▶ [Exercise description] Please pick out and copy every line of the material below that contains the word "black". Case matters, so only lines with that exact capitalization count.

(Records for location labeling)
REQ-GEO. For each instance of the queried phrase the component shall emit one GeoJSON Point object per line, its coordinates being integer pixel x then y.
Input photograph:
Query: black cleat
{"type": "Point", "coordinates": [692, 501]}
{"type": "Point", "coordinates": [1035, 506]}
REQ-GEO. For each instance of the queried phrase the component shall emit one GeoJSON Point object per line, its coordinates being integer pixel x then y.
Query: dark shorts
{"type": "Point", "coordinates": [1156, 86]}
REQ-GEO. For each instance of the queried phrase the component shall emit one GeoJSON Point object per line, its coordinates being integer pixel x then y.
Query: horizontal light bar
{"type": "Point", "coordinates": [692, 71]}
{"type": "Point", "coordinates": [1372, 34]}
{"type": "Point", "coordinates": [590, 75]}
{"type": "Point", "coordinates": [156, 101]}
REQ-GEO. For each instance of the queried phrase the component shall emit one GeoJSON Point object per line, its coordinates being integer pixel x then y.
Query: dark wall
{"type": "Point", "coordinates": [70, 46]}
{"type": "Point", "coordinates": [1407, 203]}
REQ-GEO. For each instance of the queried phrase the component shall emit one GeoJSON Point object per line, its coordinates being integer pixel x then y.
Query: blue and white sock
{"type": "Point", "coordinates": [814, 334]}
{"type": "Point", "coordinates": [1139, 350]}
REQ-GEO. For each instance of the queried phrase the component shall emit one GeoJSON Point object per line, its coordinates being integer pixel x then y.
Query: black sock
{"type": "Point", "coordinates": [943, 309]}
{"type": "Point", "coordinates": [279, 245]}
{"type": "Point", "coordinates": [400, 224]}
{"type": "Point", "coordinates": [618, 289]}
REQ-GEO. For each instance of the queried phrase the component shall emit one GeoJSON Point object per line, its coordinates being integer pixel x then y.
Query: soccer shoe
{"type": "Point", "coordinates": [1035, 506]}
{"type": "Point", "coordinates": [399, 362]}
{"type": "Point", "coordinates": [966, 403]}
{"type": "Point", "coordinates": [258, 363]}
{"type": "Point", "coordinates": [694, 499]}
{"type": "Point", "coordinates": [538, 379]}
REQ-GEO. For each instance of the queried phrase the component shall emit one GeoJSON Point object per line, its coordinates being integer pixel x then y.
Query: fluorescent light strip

...

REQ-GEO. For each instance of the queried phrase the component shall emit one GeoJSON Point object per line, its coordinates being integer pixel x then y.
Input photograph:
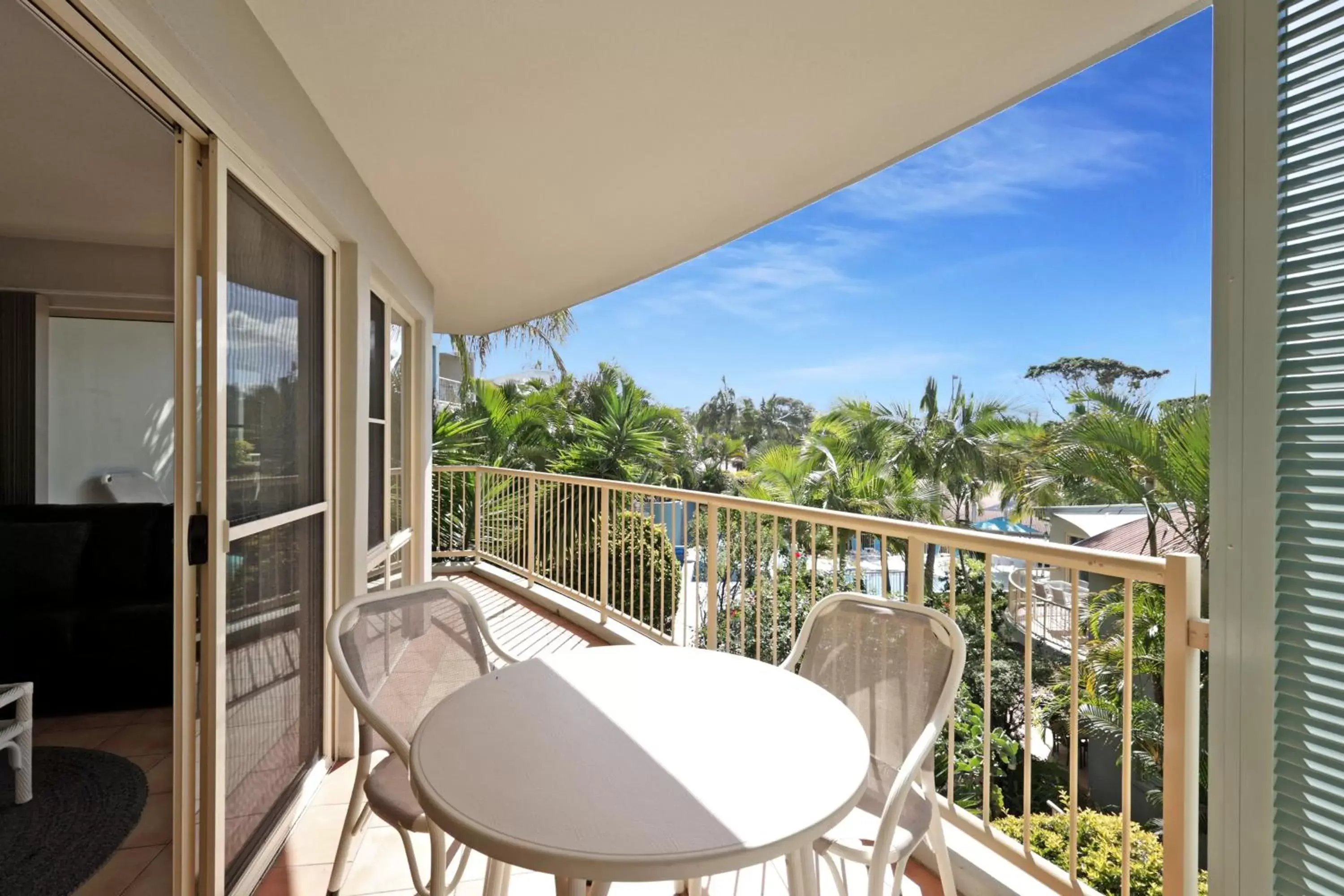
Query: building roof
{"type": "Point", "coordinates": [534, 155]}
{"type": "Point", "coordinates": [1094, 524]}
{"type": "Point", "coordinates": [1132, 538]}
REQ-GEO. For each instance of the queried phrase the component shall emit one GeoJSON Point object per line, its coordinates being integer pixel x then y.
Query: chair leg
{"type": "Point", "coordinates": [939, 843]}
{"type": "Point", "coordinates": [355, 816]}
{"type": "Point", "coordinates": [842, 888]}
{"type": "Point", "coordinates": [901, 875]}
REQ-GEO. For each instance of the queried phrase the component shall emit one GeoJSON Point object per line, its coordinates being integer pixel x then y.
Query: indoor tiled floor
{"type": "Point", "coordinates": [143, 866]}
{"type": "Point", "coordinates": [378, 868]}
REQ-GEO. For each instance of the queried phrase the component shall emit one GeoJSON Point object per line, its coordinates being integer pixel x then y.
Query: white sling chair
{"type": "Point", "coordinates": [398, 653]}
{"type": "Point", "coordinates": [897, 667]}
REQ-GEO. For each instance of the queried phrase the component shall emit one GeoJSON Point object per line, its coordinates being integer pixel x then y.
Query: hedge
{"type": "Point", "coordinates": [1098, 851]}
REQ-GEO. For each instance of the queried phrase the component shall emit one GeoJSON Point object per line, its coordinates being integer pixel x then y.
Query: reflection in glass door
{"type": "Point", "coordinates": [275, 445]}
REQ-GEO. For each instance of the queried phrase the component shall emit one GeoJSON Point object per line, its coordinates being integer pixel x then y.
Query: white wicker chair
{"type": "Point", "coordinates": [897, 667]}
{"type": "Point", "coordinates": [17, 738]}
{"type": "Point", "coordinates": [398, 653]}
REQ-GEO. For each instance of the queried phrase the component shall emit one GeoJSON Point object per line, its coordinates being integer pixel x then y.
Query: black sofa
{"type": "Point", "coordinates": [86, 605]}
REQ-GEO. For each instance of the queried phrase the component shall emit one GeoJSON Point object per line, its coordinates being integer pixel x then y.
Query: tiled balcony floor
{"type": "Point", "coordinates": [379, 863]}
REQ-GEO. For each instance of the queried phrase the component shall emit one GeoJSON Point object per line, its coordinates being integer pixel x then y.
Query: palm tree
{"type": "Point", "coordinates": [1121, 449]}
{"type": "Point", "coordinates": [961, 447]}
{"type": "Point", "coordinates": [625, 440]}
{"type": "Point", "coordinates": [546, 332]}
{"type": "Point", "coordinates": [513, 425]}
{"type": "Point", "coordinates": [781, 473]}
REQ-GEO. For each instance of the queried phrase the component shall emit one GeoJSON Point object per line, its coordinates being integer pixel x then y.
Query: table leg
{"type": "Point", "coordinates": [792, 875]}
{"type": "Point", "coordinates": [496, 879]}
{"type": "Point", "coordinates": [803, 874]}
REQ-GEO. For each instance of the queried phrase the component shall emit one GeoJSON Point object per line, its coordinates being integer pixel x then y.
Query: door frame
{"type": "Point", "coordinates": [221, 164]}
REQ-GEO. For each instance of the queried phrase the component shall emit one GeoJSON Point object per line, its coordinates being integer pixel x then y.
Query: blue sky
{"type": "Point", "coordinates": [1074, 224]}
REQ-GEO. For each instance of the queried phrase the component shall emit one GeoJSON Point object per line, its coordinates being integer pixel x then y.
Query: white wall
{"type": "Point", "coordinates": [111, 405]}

▶ [Task response]
Query: black cleat
Query: black sock
Query: black sofa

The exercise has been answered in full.